§ **SELECTED PASSAGE**
····················

This adds an additional step, wasting valuable time and creating a public safety hazard for the caller and possibly the first responder, Simmons said, because it's not clear how the telecommunicator will share information with the local dispatcher.

It's also a violation of the law, which says call centers may not be converted into dispatch centers "to avoid the requirements" of consolidation, Simmons added.

"The law is there and you have to follow it," he said.

But police departments don't want to give up control of their dispatching services, Robert Rizzi, chairman of the Madison County Emergency Telephone System Board, told the Belleville News-Democrat previously.

Rizzi did not reply to a request for an interview.

Additionally, dispatchers in the individual departments would handle walk-ins, non-911 calls, inmate monitoring activation of severe weather sirens and dispatching for other municipal departments.

"There are multiple layers of a service that don't need to exist in order to accomplish the same goal," said Bryan Whitaker, assistant director of St. Clair County EMA.

This format distracts from what should be a dedicated job — sitting at the ready to take an emergency 911 call, Simmons said.

"It delays public safety and possibly officer safety," Whitaker said.

St. Clair County struggled with the same issue when they first began consolidation. Their initial plans kept some control for police departments, but weren't approved. Later, the state added teeth to the rules about what agencies can handle dispatch services.

At that point, the county had no choice but to comply, Simmons said.

After consolidating, the county received $725,000 from the state to reimburse the cost of consolidation in O'Fallon, Fairview, Cahokia and St. Clair County, Simmons said. The county has since applied for more grant funding for Swansea's consolidation.

In addition to paying for their local dispatch services, taxpayers will also pay for the countywide 911 call centers and miss out on reduced network costs, Simmons said. The county saves between $6,000 to $7,000 monthly on network costs, Simmons said.

····················

§ **DATA PROVIDED**
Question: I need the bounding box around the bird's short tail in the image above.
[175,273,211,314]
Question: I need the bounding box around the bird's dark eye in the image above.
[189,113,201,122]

····················

§ **AIM OF THE TASK**
Answer these questions from the passage on 911 dispatch consolidation.
1. Who chairs the Madison County Emergency Telephone System Board?
2. What position does Bryan Whitaker hold?
3. How much did the county receive from the state after consolidating?

§ **SOLUTION FOR THIS EXERCISE**
1. Robert Rizzi
2. Assistant director of St. Clair County EMA
3. $725,000